-- START OF DATA FOR PROCESSING --
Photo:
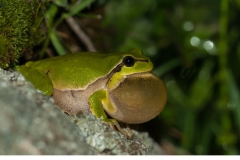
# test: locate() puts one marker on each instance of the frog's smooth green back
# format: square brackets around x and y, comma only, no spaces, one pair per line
[77,70]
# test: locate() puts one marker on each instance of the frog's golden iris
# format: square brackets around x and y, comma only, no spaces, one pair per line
[120,84]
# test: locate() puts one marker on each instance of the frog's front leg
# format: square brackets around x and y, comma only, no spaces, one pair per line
[97,100]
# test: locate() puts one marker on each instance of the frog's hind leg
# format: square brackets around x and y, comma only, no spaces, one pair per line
[96,101]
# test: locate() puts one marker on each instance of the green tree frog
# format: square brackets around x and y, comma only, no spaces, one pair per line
[119,84]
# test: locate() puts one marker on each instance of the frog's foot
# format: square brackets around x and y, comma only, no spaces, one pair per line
[112,122]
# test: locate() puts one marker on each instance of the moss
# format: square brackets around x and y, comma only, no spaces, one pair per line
[19,29]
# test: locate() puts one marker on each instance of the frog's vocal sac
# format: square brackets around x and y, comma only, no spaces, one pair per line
[119,84]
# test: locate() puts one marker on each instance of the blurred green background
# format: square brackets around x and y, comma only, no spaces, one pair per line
[195,48]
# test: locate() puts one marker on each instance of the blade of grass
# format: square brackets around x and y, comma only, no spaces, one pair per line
[79,6]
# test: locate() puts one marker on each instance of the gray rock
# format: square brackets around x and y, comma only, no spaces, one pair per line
[32,124]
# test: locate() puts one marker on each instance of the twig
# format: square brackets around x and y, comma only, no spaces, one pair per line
[80,34]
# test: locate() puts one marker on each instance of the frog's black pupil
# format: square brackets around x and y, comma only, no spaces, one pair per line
[128,61]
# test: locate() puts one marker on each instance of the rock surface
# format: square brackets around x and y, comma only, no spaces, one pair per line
[32,124]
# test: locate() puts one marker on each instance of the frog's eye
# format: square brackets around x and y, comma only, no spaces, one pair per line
[128,61]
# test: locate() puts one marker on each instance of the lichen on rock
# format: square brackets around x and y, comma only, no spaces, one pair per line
[32,124]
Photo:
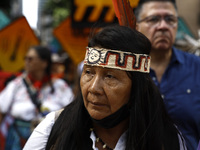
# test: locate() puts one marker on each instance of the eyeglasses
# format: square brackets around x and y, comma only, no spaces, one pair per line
-- END OF DATA FOR PROCESSING --
● **SET EXERCISE**
Copy the data word for word. Pictures do not go in the copy.

● **TASK ANSWER**
Photo:
# test: locate() puts one marker on each instance of the frog's smooth green back
# format: square brackets around x and y, comma only, no spaces, one pair per line
[77,70]
# test: locate() puts one marker on each instance of the frog's golden iris
# format: square brackets around x and y, comma only, no spaces, one pair per line
[120,84]
# test: locate() puts one marker on each instance of the frog's front leg
# format: square brackets around x and y, comma only, no spaces, one pair per line
[97,100]
# test: locate() puts one marker on each instance of the frog's hind leg
# format: square brackets around x and y, comma only, no spaces, one pair per line
[96,101]
# test: locate() puts one marker on each instance of the green tree frog
# format: square brackets around x and y, comma only, no spaces, one pair per line
[119,84]
# test: locate() puts one marker on each instance of the frog's foot
# format: square brackets around x and y, comma only, no spaces, one pair per line
[112,122]
# test: locate() puts one marker on each instance of the moss
# format: square brackets around x and y, comma only, no spaces, one pair per line
[19,29]
# test: locate() puts one marker on each instance of the frog's vocal sac
# format: square brackets around x and y, comma only, no spaces, one pair per line
[119,84]
# test: locate() puts one marker on each instance of the blurred green background
# format: square brackets around x and y, comma only, no spaces, one pair per line
[195,48]
# test: locate() puts one marker on each instance of the blade of grass
# format: square brackets around x and y, comma only, no spaces, one pair per line
[79,6]
# test: locate() puts one marker on each instance of the gray rock
# format: square brackets around x and y, comma only, no spaces, one pair per line
[32,124]
# test: locate() puts one marker on each instance of the twig
# format: square brackets around x and y, comma only, no spaces, one pair per line
[80,34]
# test: locate() puts one marker on each instance of the frog's black pupil
# format: square brackets around x and y, comma only, no spaces, one pair per line
[128,61]
# test: locate() puts one marker on each instance of the rock surface
# format: square brackets around x and y, comma only, no spaces, one pair per line
[32,124]
# test: locate() puts one marker on each instance of the frog's eye
# format: square brackets around x and y, comma only, no spaces, one pair per line
[128,61]
# test: locate() puts one marker on each instance of the lichen on rock
# format: square brackets around x and y, comma only, no spaces, one pair per line
[32,124]
Photo:
# test: locate() puts one marker on each instance of the eyeglasses
# format: square brackets around x and y, comma only, no spaces, one pair per line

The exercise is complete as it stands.